**INSTRUCTION**
Copy the following lines word for word, keeping every character and line break unchanged.

%%

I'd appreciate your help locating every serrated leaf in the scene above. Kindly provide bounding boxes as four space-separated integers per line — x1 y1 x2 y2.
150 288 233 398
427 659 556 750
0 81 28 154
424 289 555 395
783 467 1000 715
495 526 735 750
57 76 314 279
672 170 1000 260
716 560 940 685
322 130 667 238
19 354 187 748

%%

**SOLUTION FOR THIS TASK**
I'd appreciate your help locating every serrated leaf in the scene above. Kindly provide bounding boxes as four space-separated integers per line — x1 y1 x2 y2.
150 288 233 398
427 659 556 750
0 81 28 154
424 289 555 395
783 467 1000 715
495 526 735 750
57 76 314 279
672 170 1000 260
716 560 940 685
322 130 667 238
19 354 187 748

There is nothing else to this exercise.